- **Exercise description**:
Scan the lines below for the word "coordinates". Copy each line you find it in.

* * * * *

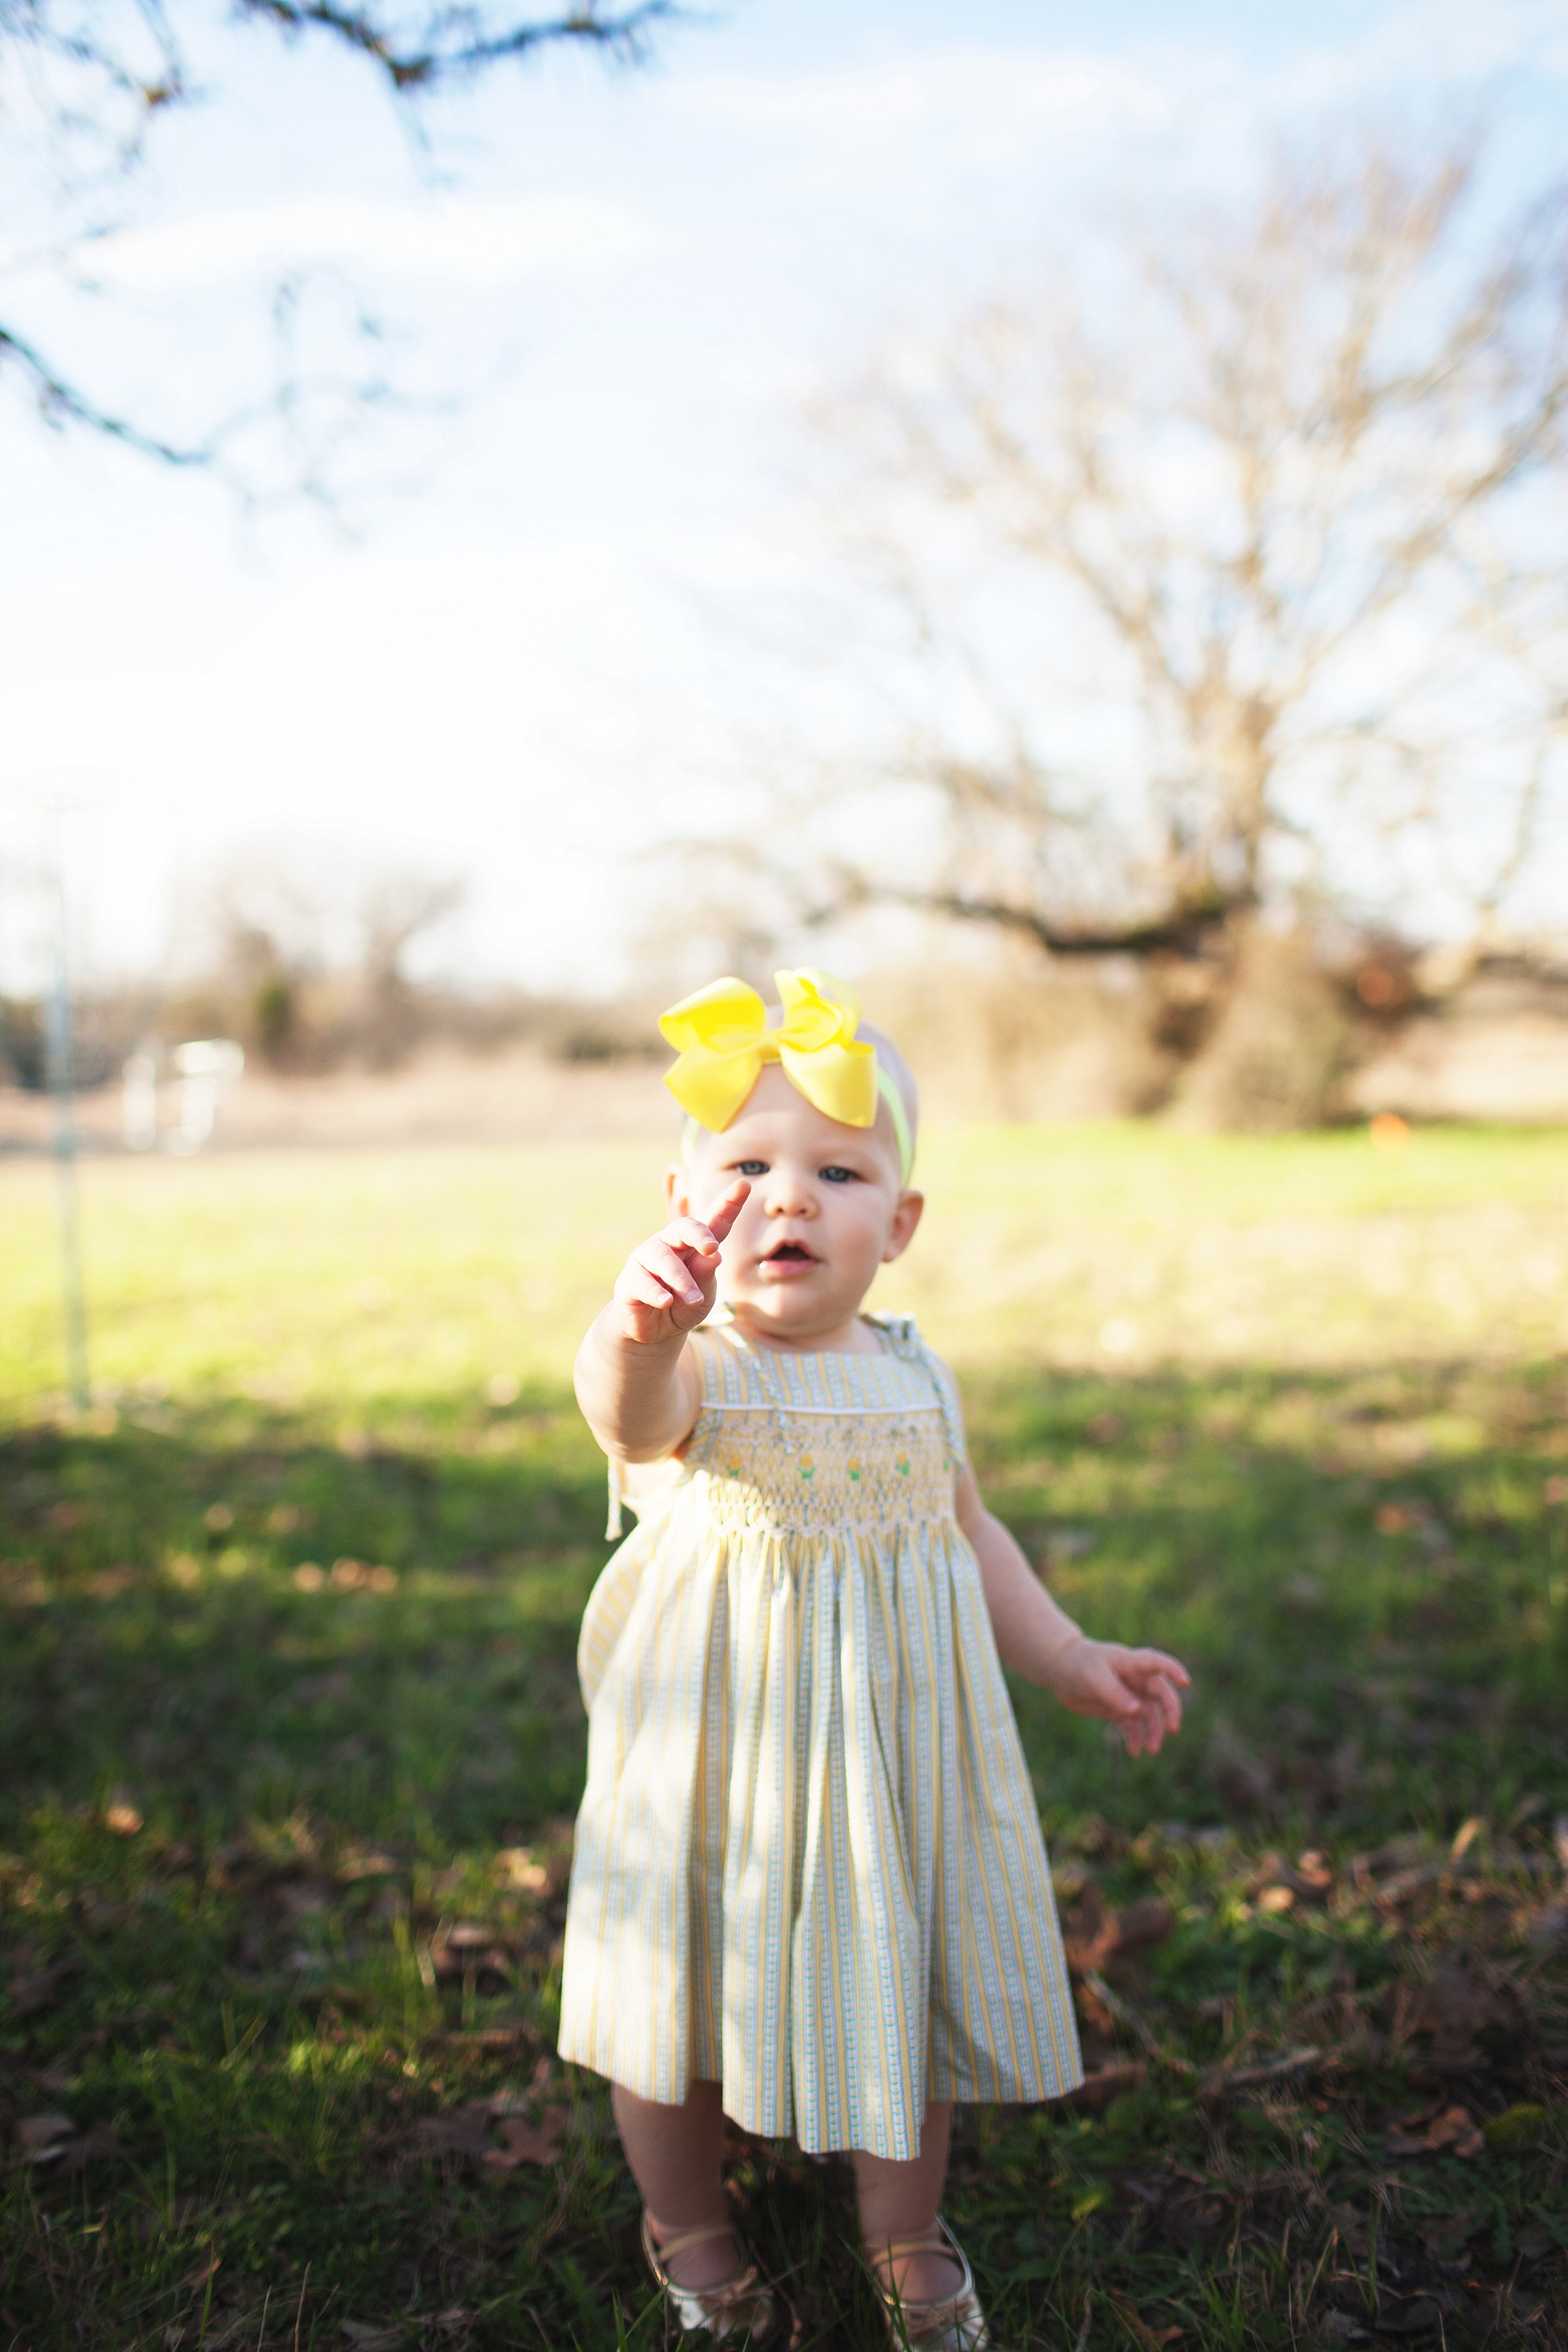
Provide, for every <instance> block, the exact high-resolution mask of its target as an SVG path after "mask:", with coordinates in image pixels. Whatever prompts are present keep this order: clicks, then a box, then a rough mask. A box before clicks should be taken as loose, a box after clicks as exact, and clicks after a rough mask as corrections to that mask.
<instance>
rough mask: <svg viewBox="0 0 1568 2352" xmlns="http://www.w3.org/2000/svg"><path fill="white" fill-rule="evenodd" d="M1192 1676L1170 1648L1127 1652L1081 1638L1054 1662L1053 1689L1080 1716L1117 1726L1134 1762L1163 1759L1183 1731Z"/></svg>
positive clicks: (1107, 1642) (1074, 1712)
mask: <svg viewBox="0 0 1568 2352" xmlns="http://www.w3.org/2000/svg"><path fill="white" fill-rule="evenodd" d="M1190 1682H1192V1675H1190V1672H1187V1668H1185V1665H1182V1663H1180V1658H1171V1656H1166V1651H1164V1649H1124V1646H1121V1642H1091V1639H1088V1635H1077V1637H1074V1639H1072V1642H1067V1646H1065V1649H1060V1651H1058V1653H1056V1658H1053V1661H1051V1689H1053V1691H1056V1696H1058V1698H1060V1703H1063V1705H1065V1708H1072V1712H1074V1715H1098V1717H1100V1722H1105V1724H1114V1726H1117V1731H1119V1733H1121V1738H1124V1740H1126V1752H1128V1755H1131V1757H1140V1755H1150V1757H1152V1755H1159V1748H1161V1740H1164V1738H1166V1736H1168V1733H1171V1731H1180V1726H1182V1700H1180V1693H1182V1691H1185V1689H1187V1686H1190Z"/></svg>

* * * * *

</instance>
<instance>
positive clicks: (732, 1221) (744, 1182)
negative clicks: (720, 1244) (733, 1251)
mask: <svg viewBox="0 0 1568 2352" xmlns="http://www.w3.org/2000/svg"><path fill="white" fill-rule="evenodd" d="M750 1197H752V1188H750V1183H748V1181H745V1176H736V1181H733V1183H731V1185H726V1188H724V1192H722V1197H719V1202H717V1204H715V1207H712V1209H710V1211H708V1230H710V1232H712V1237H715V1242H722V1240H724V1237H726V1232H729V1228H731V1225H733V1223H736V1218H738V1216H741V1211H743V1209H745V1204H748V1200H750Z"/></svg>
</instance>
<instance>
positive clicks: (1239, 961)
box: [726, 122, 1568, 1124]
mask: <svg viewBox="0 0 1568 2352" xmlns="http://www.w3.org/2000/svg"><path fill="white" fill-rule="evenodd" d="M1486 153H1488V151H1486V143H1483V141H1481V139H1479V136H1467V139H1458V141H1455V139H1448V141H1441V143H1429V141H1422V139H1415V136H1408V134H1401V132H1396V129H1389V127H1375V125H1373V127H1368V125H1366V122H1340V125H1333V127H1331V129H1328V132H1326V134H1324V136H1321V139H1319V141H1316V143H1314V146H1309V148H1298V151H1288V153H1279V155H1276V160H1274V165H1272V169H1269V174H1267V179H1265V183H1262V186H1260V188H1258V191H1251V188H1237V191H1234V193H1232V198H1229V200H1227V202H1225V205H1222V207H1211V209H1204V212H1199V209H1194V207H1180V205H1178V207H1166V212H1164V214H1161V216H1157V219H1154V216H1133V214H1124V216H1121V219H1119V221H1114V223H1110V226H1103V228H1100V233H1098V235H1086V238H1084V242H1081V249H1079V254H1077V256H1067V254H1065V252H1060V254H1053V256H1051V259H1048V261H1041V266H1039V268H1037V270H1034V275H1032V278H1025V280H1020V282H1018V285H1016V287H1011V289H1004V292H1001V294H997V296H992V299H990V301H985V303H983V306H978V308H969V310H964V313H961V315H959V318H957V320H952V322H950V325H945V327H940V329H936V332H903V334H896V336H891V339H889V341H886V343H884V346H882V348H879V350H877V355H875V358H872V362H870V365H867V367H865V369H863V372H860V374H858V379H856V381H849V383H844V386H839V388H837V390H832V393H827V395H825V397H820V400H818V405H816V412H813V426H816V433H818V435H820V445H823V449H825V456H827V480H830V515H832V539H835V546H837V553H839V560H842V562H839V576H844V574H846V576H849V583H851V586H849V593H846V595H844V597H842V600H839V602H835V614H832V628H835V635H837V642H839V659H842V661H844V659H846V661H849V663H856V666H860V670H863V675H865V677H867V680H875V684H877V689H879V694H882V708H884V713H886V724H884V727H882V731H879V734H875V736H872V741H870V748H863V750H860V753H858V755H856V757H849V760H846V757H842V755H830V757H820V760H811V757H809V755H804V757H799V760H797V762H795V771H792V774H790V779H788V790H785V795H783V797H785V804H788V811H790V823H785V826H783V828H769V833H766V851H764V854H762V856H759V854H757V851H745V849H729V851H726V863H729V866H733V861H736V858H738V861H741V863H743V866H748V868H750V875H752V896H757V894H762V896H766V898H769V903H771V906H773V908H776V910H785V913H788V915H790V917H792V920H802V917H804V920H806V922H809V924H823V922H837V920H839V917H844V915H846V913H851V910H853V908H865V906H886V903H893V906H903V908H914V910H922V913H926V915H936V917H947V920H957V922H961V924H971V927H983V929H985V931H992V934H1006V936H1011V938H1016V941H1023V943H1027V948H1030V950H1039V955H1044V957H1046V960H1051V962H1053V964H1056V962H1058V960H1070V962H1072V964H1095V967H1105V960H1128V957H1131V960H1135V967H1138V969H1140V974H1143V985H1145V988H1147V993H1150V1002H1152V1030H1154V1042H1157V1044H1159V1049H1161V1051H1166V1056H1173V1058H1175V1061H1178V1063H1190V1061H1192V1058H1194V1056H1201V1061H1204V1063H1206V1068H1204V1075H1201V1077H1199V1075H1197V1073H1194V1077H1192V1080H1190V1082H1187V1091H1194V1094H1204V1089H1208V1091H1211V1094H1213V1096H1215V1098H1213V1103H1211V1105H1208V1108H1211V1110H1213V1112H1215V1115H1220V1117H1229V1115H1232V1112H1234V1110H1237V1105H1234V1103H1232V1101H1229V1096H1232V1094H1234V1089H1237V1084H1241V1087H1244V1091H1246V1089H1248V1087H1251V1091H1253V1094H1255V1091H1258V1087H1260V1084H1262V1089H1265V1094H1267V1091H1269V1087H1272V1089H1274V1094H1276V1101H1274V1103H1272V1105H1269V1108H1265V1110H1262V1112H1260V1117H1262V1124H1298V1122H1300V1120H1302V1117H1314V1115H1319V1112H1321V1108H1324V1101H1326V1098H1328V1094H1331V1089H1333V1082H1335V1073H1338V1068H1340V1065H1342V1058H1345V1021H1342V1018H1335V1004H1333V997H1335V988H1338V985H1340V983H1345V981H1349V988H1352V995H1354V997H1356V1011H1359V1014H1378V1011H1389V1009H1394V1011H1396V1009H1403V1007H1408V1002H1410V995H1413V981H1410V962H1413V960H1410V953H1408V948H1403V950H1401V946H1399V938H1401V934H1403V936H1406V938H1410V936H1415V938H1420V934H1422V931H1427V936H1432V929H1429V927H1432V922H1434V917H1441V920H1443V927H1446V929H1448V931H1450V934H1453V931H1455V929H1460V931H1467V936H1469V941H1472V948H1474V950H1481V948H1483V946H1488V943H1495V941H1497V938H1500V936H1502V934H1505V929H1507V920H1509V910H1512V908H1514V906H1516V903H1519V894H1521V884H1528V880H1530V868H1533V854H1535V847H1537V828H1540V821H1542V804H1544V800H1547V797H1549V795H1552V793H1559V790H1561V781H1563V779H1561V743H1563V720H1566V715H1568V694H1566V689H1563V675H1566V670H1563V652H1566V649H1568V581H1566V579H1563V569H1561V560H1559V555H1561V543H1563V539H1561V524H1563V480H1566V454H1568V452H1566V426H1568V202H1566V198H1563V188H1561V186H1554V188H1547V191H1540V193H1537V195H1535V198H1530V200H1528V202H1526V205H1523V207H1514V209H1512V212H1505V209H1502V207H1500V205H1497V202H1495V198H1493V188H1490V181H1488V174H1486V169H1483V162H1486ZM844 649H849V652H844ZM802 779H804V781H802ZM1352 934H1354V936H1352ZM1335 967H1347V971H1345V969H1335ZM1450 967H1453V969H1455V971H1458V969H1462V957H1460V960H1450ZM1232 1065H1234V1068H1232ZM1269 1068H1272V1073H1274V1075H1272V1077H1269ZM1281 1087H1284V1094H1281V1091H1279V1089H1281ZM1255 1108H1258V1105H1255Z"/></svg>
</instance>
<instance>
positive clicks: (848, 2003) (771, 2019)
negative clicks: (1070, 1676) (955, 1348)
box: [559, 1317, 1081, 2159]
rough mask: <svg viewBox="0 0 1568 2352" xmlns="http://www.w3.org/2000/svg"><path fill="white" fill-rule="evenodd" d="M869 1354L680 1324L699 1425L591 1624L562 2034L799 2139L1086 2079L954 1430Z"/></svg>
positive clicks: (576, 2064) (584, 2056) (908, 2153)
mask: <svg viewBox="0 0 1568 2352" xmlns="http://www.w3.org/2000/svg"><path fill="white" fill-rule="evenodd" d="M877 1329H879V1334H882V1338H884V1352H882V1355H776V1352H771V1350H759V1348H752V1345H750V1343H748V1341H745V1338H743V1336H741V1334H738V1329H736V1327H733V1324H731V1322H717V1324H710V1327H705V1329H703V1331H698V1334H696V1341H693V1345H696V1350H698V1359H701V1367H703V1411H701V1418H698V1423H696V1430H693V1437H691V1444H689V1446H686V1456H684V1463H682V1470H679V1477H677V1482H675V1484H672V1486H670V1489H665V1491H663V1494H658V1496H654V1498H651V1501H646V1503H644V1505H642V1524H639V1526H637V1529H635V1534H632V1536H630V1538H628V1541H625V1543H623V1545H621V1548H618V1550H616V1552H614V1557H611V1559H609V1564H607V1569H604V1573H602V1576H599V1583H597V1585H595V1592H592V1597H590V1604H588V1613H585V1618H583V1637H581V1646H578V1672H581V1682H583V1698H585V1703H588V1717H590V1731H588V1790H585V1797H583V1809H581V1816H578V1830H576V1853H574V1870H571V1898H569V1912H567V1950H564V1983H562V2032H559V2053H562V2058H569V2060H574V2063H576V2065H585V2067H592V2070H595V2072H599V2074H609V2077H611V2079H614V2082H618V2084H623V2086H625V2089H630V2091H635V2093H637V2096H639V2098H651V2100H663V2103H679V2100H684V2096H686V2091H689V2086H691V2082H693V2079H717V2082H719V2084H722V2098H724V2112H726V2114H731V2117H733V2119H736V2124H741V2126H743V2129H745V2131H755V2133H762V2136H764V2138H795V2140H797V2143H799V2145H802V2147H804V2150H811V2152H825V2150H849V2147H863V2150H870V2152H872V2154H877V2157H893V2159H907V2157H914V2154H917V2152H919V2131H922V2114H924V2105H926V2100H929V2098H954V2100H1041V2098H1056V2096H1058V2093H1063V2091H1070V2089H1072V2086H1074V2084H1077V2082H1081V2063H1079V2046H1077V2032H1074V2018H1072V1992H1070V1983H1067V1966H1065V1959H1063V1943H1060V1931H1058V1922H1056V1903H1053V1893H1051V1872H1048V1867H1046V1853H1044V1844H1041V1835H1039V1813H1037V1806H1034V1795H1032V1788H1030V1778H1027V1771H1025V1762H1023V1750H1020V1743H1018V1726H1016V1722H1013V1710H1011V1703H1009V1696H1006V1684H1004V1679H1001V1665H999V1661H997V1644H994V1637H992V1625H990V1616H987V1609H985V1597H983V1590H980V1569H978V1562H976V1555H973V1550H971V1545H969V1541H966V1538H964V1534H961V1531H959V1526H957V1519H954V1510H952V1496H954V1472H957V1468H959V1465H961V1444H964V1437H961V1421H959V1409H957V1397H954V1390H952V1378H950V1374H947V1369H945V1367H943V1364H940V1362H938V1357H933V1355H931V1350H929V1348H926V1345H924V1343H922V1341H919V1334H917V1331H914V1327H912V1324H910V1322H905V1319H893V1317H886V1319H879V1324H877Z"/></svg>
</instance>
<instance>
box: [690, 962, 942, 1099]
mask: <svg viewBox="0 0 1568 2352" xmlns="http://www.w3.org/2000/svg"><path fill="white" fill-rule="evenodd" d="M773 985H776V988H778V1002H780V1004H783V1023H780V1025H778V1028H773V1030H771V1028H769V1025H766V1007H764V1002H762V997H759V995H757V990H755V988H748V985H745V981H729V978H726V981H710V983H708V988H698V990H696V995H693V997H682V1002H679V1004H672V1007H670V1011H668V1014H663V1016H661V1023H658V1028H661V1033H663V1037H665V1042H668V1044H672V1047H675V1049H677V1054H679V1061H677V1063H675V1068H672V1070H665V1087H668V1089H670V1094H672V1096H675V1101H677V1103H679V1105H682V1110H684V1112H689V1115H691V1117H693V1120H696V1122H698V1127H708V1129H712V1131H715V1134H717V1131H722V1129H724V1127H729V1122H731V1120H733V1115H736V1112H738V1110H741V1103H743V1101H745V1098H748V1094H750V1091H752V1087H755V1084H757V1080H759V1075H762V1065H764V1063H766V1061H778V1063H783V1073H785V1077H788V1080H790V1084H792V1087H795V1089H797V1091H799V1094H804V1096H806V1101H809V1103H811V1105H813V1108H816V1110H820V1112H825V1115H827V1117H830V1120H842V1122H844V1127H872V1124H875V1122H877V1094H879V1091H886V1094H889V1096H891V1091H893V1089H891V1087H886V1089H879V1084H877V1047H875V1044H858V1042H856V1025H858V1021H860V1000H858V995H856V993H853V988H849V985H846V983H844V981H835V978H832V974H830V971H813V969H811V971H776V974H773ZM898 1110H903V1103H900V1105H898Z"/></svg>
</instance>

* * * * *

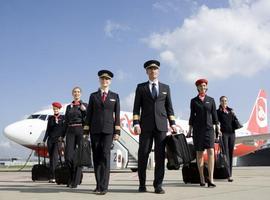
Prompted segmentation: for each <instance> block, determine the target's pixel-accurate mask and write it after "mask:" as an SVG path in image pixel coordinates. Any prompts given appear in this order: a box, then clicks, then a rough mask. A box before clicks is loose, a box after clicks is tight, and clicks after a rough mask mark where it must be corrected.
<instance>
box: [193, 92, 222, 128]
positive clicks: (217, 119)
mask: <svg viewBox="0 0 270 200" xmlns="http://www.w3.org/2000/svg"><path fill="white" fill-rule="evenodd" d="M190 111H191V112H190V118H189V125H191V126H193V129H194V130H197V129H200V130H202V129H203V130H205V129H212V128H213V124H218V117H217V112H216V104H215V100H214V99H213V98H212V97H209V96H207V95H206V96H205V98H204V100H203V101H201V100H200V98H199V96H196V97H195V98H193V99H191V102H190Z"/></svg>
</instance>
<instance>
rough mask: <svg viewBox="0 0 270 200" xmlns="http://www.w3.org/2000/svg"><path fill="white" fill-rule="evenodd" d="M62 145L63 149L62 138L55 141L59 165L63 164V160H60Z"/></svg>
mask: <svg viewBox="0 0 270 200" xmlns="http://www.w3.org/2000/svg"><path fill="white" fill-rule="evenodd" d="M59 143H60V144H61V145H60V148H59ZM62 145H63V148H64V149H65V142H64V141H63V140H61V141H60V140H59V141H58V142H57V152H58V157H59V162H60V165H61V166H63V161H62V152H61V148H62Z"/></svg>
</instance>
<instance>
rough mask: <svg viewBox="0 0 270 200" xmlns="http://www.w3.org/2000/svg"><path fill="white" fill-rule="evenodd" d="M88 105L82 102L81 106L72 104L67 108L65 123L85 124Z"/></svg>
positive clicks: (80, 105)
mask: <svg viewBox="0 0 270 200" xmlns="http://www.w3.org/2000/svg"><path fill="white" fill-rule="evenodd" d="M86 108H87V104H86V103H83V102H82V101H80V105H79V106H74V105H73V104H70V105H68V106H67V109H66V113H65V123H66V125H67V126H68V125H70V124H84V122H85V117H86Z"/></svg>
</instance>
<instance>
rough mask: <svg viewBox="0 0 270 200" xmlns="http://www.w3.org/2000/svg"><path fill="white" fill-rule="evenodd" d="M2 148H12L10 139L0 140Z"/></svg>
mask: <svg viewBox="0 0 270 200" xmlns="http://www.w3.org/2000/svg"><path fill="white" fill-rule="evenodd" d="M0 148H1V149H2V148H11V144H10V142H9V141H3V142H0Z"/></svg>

* * * * *

- **Exercise solution**:
Provide, for every <instance> block, the exact high-resolution mask of its target as an SVG path after "mask:", with coordinates in image pixels. Whatever prompts are present keep this order: clicks, then a box, then a rough mask. A box before clicks should be taken as loose, a box after clicks as exact, and clicks after a rough mask as corrections to that mask.
Prompted segmentation: for each <instance> block, determine the target's pixel-accurate mask and write it after "mask:" as an SVG path in image pixel coordinates. Any prompts given appear in this order: a box, then clicks, then a rough mask. A box before clicks is loose, a box after clicks is tight, and clicks after a rough mask mark where it must be corrected.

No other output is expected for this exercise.